TASK DIRECTIONS →
Reproduce the Jira bug report below, about queries hanging in the "Opening tables" state, in full and without any changes.

ARTICLE →
╔══
[MDEV-30481] Hard lock up with queries in "Opening tables" state - Jira

Details

Type: Bug
Status: Closed (View Workflow)
Priority: Critical
Resolution: Duplicate
Affects Version/s: 10.6.11, 10.6.12
Fix Version/s: 10.6.13, 10.8.8, 10.9.6, 11.0.2, 11.1.1, 10.10.5, 10.11.4
Component/s: Storage Engine - InnoDB
Labels:
None
Environment:
OS : CentOS Linux release 7.9.2009 (Core)
Hardware : Supermicro SYS-5039MC-H12TRF
CPU : 12x Intel(R) Xeon(R) E-2286G CPU @ 4.00GHz
RAM : 31 GB

Description

We have a lot of servers that are using this same set up and configuration, and on one of them recently we started having a really odd issue that I can't explain.

The short version is that one of the databases in the server stops responding. When we review the process list, it shows that queries are stuck in the "Opening tables" state. Other databases on this same server are still responding normally at this time.
╚══
RECORDED DATA →
╔══
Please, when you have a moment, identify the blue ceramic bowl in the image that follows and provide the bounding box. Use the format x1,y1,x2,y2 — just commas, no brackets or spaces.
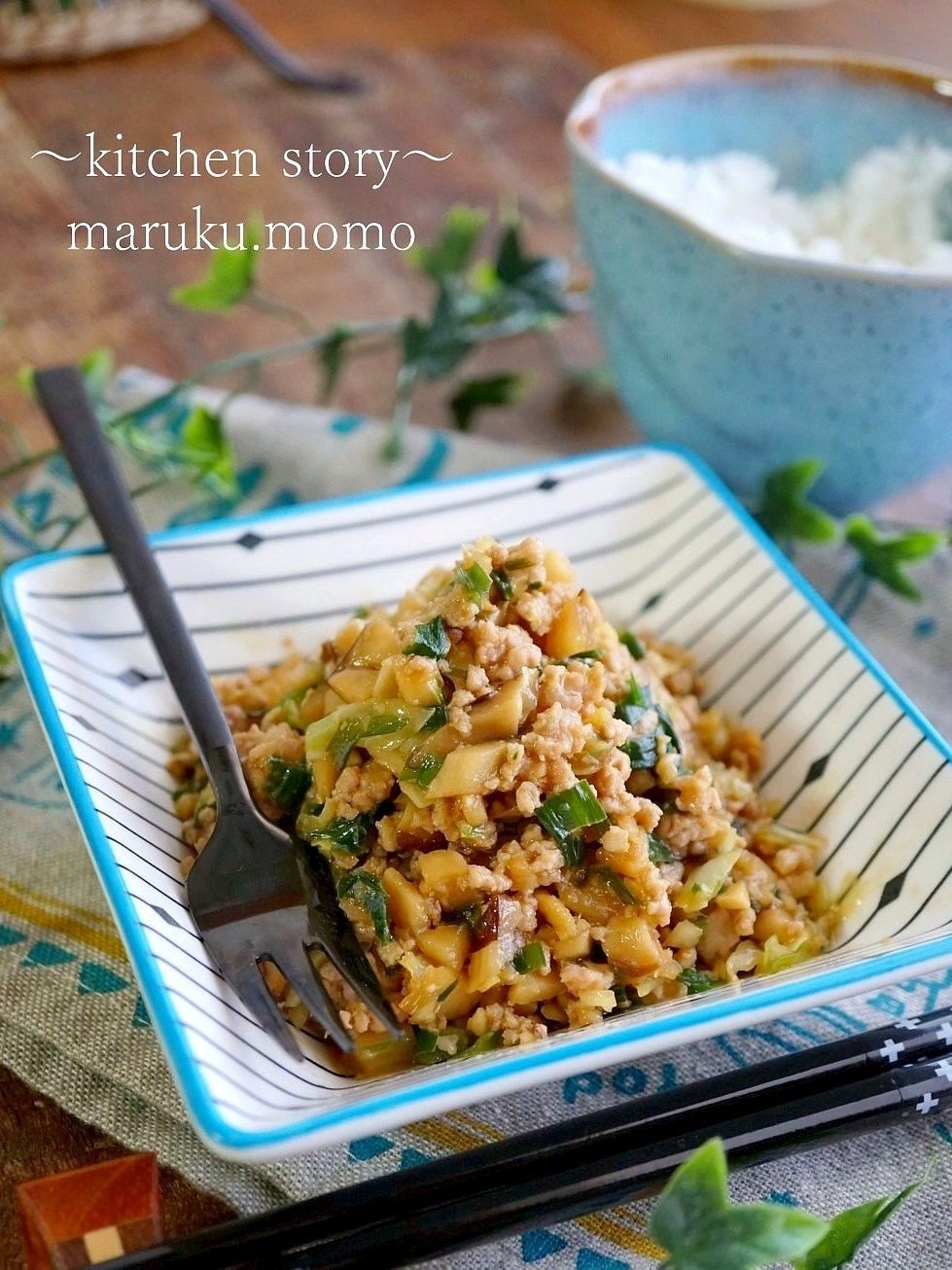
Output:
566,47,952,512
╚══
IN RESPONSE →
[MDEV-30481] Hard lock up with queries in "Opening tables" state - Jira

Details

Type: Bug
Status: Closed (View Workflow)
Priority: Critical
Resolution: Duplicate
Affects Version/s: 10.6.11, 10.6.12
Fix Version/s: 10.6.13, 10.8.8, 10.9.6, 11.0.2, 11.1.1, 10.10.5, 10.11.4
Component/s: Storage Engine - InnoDB
Labels:
None
Environment:
OS : CentOS Linux release 7.9.2009 (Core)
Hardware : Supermicro SYS-5039MC-H12TRF
CPU : 12x Intel(R) Xeon(R) E-2286G CPU @ 4.00GHz
RAM : 31 GB

Description

We have a lot of servers that are using this same set up and configuration, and on one of them recently we started having a really odd issue that I can't explain.

The short version is that one of the databases in the server stops responding. When we review the process list, it shows that queries are stuck in the "Opening tables" state. Other databases on this same server are still responding normally at this time.